* Verilen metin:
....................

Türkiye'de döviz mevduat rekoru kırarken, en çok döviz tutan iller listesi herkesi hayrete düşürdü! Aksaray, Yozgat ve Karaman gibi beklenmedik şehirler zirveyi kaparken, İstanbul ve Ankara gerilerde kaldı. Eylül 2024 verilerine göre döviz oranı %53'ü aşan bu iller, tasarruf sahiplerinin döviz sevdasını gözler önüne seriyor. Neden bu şehirler? Kira krizi mi, enflasyon korkusu mu? Detaylı analizimizle döviz mevduat trendlerini ve sürpriz sıralamayı keşfedin – geleceğinizin anahtarı burada!
Türkiye'nin ekonomik manzarası, son aylarda döviz mevduatlarının yükselişiyle adeta yeniden şekilleniyor. Bankacılık Düzenleme ve Denetleme Kurumu (BDDK) verilerine dayanan Fintürk analizleri, Eylül 2024 sonu itibarıyla toplam mevduat hacminin 23 trilyon 234,2 milyar liraya ulaştığını ortaya koyuyor. Bu devasa rakamın içinde, döviz cinsi mevduatlar TL karşılığı nominal olarak yüzde 47,1 oranında büyüyerek, toplam mevduat içindeki payını yüzde 36,64'e çıkarmış durumda. Enflasyondan arındırılmış hesaplamalara bakıldığında ise durum daha da netleşiyor: TL mevduat hacmi son bir yılda yalnızca yüzde 3 artarken, döviz mevduatı yüzde 10,4 genişleme göstermiş. Bu veriler, tasarruf sahiplerinin Türk Lirası'ndan uzaklaşıp, döviz varlıklarını koruma eğilimini güçlü bir şekilde yansıtıyor. Peki, bu döviz birikimi ülke genelinde nasıl dağılıyor? Özellikle iller bazında incelendiğinde, sürpriz bir tabloyla karşılaşıyoruz: Büyük metropoller yerine, İç Anadolu'nun mütevazı şehirleri zirveye oynuyor.

....................

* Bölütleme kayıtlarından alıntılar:

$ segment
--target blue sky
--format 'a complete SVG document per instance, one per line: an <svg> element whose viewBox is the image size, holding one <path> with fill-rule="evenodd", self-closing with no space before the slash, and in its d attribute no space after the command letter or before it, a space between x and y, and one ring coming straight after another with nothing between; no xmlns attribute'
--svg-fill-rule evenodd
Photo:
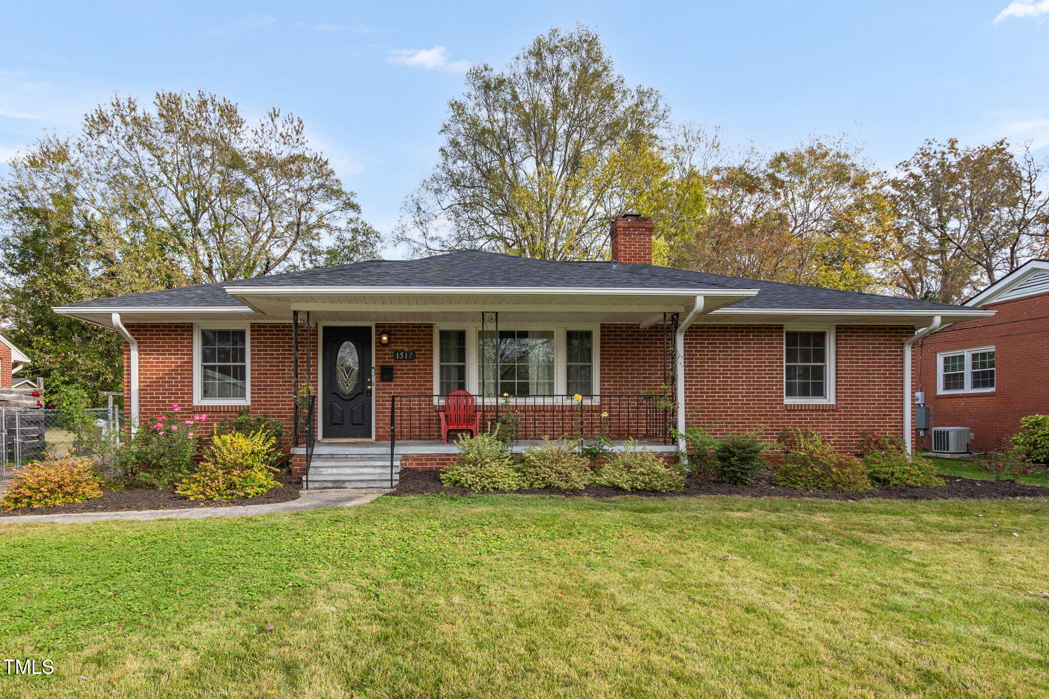
<svg viewBox="0 0 1049 699"><path fill-rule="evenodd" d="M848 131L889 168L924 138L1049 154L1049 0L14 2L0 0L0 159L113 91L211 90L303 117L389 232L471 62L577 21L677 118L782 148ZM422 51L422 52L420 52ZM395 255L395 250L391 250Z"/></svg>

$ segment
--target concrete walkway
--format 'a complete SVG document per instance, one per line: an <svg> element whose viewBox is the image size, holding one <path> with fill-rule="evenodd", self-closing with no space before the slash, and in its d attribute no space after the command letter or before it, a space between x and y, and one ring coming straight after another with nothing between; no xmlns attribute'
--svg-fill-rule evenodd
<svg viewBox="0 0 1049 699"><path fill-rule="evenodd" d="M303 493L298 500L276 502L269 505L240 505L233 507L195 507L192 509L144 509L128 512L79 512L76 515L22 515L0 517L4 524L30 522L102 522L103 520L202 520L206 517L247 517L271 512L303 512L321 507L349 507L371 502L388 490L321 490Z"/></svg>

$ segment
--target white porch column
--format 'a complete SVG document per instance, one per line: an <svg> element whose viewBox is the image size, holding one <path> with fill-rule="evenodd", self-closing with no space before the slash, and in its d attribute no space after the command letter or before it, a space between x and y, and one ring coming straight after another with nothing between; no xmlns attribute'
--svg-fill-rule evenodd
<svg viewBox="0 0 1049 699"><path fill-rule="evenodd" d="M678 458L682 463L688 463L688 456L685 454L685 330L692 324L695 316L703 312L703 297L695 297L692 303L692 310L678 324L678 332L675 336L675 392L678 398Z"/></svg>

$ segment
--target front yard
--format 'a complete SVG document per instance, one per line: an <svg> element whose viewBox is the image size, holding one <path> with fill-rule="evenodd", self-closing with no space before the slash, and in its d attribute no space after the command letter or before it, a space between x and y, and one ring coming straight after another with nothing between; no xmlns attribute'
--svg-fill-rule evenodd
<svg viewBox="0 0 1049 699"><path fill-rule="evenodd" d="M1049 694L1049 500L411 496L0 537L0 653L56 668L2 697Z"/></svg>

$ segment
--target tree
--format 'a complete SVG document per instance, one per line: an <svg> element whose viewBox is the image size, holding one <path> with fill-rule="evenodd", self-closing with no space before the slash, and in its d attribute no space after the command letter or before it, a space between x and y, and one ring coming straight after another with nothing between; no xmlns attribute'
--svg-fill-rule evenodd
<svg viewBox="0 0 1049 699"><path fill-rule="evenodd" d="M895 288L916 299L961 303L1031 257L1049 238L1045 165L1006 140L962 148L926 140L890 180L899 255Z"/></svg>
<svg viewBox="0 0 1049 699"><path fill-rule="evenodd" d="M294 116L250 127L205 92L114 97L0 181L5 332L46 386L115 390L122 341L51 306L371 259L380 236L358 213Z"/></svg>
<svg viewBox="0 0 1049 699"><path fill-rule="evenodd" d="M155 247L188 283L314 266L340 234L374 256L378 235L301 119L272 109L249 126L204 91L157 92L152 107L114 97L80 134L43 138L12 162L5 198L47 207L64 193L110 243Z"/></svg>
<svg viewBox="0 0 1049 699"><path fill-rule="evenodd" d="M699 175L706 210L668 249L673 266L866 291L892 217L881 174L843 138L753 150Z"/></svg>
<svg viewBox="0 0 1049 699"><path fill-rule="evenodd" d="M659 93L628 87L583 26L537 37L504 71L474 66L466 86L449 103L433 173L405 202L399 242L416 254L603 257L608 218L625 206L617 166L651 152L667 118Z"/></svg>

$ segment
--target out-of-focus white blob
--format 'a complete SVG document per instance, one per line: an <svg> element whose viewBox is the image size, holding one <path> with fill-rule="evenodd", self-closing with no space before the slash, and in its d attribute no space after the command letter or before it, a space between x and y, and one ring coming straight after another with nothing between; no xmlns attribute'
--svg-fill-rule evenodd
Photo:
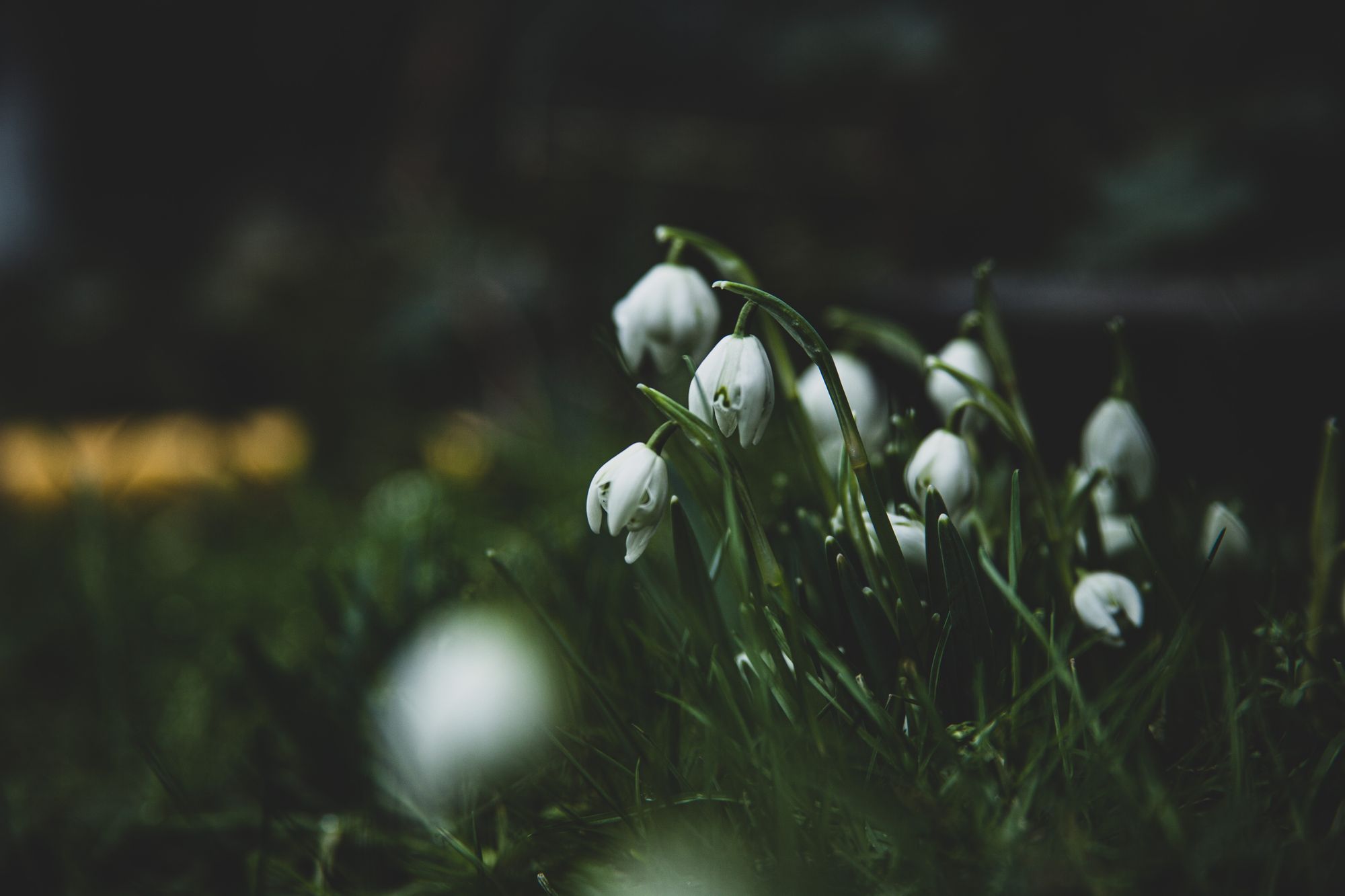
<svg viewBox="0 0 1345 896"><path fill-rule="evenodd" d="M1107 513L1112 513L1116 505L1139 503L1149 498L1158 456L1145 422L1128 401L1107 398L1098 405L1084 424L1080 451L1084 471L1106 471L1120 488L1119 500ZM1098 492L1093 494L1095 499L1100 499Z"/></svg>
<svg viewBox="0 0 1345 896"><path fill-rule="evenodd" d="M550 654L503 611L457 609L426 623L371 701L389 790L434 807L516 761L555 716L553 682Z"/></svg>
<svg viewBox="0 0 1345 896"><path fill-rule="evenodd" d="M939 361L987 386L994 386L995 383L995 371L990 366L990 358L971 339L954 339L939 351ZM925 378L925 391L933 406L939 409L939 414L942 416L940 424L948 418L948 414L952 413L959 401L975 397L970 389L958 382L956 377L944 370L929 371L929 375ZM972 410L964 420L968 425L979 426L986 421L986 416ZM971 421L976 422L972 424Z"/></svg>
<svg viewBox="0 0 1345 896"><path fill-rule="evenodd" d="M1116 616L1124 616L1135 628L1145 622L1145 601L1135 583L1114 572L1088 573L1075 585L1075 612L1093 631L1102 632L1112 646L1126 642L1120 638Z"/></svg>
<svg viewBox="0 0 1345 896"><path fill-rule="evenodd" d="M1134 517L1098 514L1098 531L1102 534L1102 553L1107 557L1107 560L1120 560L1139 546L1139 542L1135 541L1135 533L1131 529L1134 522ZM1077 542L1079 550L1088 550L1088 537L1085 530L1079 530Z"/></svg>
<svg viewBox="0 0 1345 896"><path fill-rule="evenodd" d="M877 463L882 460L882 445L888 440L888 402L882 386L869 370L869 365L850 352L833 351L831 361L837 366L841 387L845 389L846 400L850 402L850 413L854 414L869 460ZM841 421L837 418L827 385L816 365L811 365L799 377L799 404L808 417L808 424L812 425L812 435L818 437L818 451L823 460L831 465L839 464L845 452L845 439L841 436Z"/></svg>
<svg viewBox="0 0 1345 896"><path fill-rule="evenodd" d="M1092 472L1083 468L1075 471L1075 480L1071 484L1075 498L1079 496L1079 492L1091 479ZM1120 505L1120 498L1116 495L1116 483L1106 475L1099 474L1098 482L1092 486L1092 502L1099 514L1115 514Z"/></svg>
<svg viewBox="0 0 1345 896"><path fill-rule="evenodd" d="M1200 544L1197 545L1200 558L1209 556L1209 549L1215 546L1219 533L1224 533L1224 539L1219 542L1219 553L1210 569L1229 570L1245 565L1252 554L1252 537L1241 518L1225 505L1212 500L1205 509L1205 521L1200 527Z"/></svg>

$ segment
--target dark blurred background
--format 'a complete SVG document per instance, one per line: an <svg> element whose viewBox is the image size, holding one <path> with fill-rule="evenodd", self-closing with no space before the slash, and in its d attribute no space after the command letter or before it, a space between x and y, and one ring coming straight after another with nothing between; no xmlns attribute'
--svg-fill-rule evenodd
<svg viewBox="0 0 1345 896"><path fill-rule="evenodd" d="M1306 502L1345 334L1329 15L11 5L0 418L282 406L336 484L417 457L445 409L609 425L636 404L609 308L672 223L929 348L993 256L1052 460L1120 313L1169 474Z"/></svg>

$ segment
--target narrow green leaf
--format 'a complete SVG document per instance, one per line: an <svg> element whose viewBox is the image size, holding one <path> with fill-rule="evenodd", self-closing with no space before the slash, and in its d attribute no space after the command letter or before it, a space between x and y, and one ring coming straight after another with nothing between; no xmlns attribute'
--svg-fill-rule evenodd
<svg viewBox="0 0 1345 896"><path fill-rule="evenodd" d="M1022 564L1022 500L1018 495L1018 471L1013 471L1009 486L1009 587L1018 589L1018 568Z"/></svg>

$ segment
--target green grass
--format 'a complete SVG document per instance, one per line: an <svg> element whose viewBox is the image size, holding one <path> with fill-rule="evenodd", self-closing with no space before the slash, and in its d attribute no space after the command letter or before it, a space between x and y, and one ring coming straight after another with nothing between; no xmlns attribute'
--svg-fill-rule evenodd
<svg viewBox="0 0 1345 896"><path fill-rule="evenodd" d="M1011 365L991 301L986 343ZM838 319L915 358L857 320ZM1034 400L986 397L1006 424ZM1310 608L1338 593L1333 443L1311 539L1309 521L1254 526L1236 576L1205 569L1200 507L1159 488L1123 570L1150 584L1146 619L1116 648L1073 615L1088 514L1025 426L978 440L974 519L940 522L937 494L911 509L933 573L913 592L862 537L853 479L833 530L783 406L756 449L687 425L666 455L678 499L627 566L584 488L660 409L562 440L545 472L499 435L469 487L413 470L360 500L295 484L8 513L9 892L1338 889L1345 675L1334 604ZM902 432L869 449L881 496L909 503ZM545 632L564 713L417 815L379 790L367 697L463 603Z"/></svg>

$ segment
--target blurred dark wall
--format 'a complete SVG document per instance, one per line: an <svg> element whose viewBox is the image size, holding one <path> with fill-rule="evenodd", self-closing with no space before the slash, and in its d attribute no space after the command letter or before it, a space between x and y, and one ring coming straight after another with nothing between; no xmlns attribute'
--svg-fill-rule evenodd
<svg viewBox="0 0 1345 896"><path fill-rule="evenodd" d="M526 413L605 371L593 334L668 222L931 347L994 256L1061 439L1119 312L1159 435L1251 405L1309 433L1298 457L1340 410L1329 13L27 4L0 66L0 414L286 402L379 451L406 410Z"/></svg>

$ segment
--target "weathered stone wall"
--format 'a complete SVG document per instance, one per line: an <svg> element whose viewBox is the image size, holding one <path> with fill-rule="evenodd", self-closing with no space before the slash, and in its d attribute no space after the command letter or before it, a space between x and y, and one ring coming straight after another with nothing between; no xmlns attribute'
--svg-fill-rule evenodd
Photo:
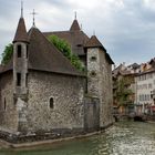
<svg viewBox="0 0 155 155"><path fill-rule="evenodd" d="M100 99L100 126L104 127L112 123L113 103L112 69L104 51L87 49L87 93Z"/></svg>
<svg viewBox="0 0 155 155"><path fill-rule="evenodd" d="M18 112L13 102L13 73L0 75L0 131L18 131Z"/></svg>
<svg viewBox="0 0 155 155"><path fill-rule="evenodd" d="M21 131L50 131L83 127L85 79L30 71L25 124ZM53 97L53 108L50 99Z"/></svg>
<svg viewBox="0 0 155 155"><path fill-rule="evenodd" d="M101 108L101 126L106 126L113 122L112 104L113 104L113 89L112 89L112 65L105 58L105 52L100 50L100 99L102 102Z"/></svg>

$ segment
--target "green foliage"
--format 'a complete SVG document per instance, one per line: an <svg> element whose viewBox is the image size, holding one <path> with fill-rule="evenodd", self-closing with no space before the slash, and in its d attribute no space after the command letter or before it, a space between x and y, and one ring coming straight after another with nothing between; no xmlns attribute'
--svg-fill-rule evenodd
<svg viewBox="0 0 155 155"><path fill-rule="evenodd" d="M80 71L85 71L81 60L78 55L71 52L71 46L65 40L60 39L56 35L50 35L48 37L48 40L52 42L63 53L63 55L70 60L72 65L74 65Z"/></svg>
<svg viewBox="0 0 155 155"><path fill-rule="evenodd" d="M117 91L116 91L116 100L120 105L127 105L130 102L130 95L132 95L132 91L125 86L125 80L121 79L116 83Z"/></svg>
<svg viewBox="0 0 155 155"><path fill-rule="evenodd" d="M2 53L2 60L1 60L1 64L7 64L11 56L13 54L13 44L9 43L8 45L6 45L4 51Z"/></svg>

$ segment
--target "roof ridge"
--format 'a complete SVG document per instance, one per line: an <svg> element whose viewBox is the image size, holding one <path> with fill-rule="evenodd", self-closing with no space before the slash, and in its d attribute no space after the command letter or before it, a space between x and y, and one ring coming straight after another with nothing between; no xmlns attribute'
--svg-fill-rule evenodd
<svg viewBox="0 0 155 155"><path fill-rule="evenodd" d="M80 30L81 30L81 29L80 29L79 22L78 22L76 19L74 19L74 20L73 20L73 23L72 23L72 25L71 25L71 28L70 28L70 31L80 31Z"/></svg>
<svg viewBox="0 0 155 155"><path fill-rule="evenodd" d="M56 72L61 74L80 75L71 62L35 28L31 29L29 45L29 69Z"/></svg>

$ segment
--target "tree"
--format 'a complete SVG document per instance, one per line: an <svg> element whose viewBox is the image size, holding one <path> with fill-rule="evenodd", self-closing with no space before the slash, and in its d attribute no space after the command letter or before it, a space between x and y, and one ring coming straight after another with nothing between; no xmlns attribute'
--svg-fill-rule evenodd
<svg viewBox="0 0 155 155"><path fill-rule="evenodd" d="M78 55L71 52L71 46L65 40L60 39L56 35L49 35L48 40L51 43L53 43L64 56L66 56L70 60L72 65L74 65L80 71L85 71L83 63L81 62Z"/></svg>
<svg viewBox="0 0 155 155"><path fill-rule="evenodd" d="M2 53L2 60L1 60L1 64L7 64L11 56L13 54L13 44L9 43L8 45L6 45L4 51Z"/></svg>

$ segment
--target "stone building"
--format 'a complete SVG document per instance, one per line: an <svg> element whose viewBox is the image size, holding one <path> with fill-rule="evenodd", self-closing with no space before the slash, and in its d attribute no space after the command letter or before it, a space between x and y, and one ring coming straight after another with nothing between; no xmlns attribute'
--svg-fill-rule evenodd
<svg viewBox="0 0 155 155"><path fill-rule="evenodd" d="M78 71L45 37L65 39L86 65ZM95 131L112 124L112 64L95 35L75 19L69 31L25 30L21 17L13 55L0 68L0 131L9 134Z"/></svg>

....................

* Görev tanımı:
Döviz mevduatı yazısına göre şu soruları yanıtlayın:
1. Zirveyi kapan beklenmedik şehirler olarak hangi üç il sayılıyor?
2. Eylül 2024 sonu itibarıyla toplam mevduat hacmi ne kadara ulaşmış?
3. Enflasyondan arındırılmış hesaplamalara göre TL mevduat hacmi son bir yılda yüzde kaç artmış?

* Görev yanıtı:
1. Aksaray, Yozgat ve Karaman.
2. 23 trilyon 234,2 milyar lira.
3. Yüzde 3.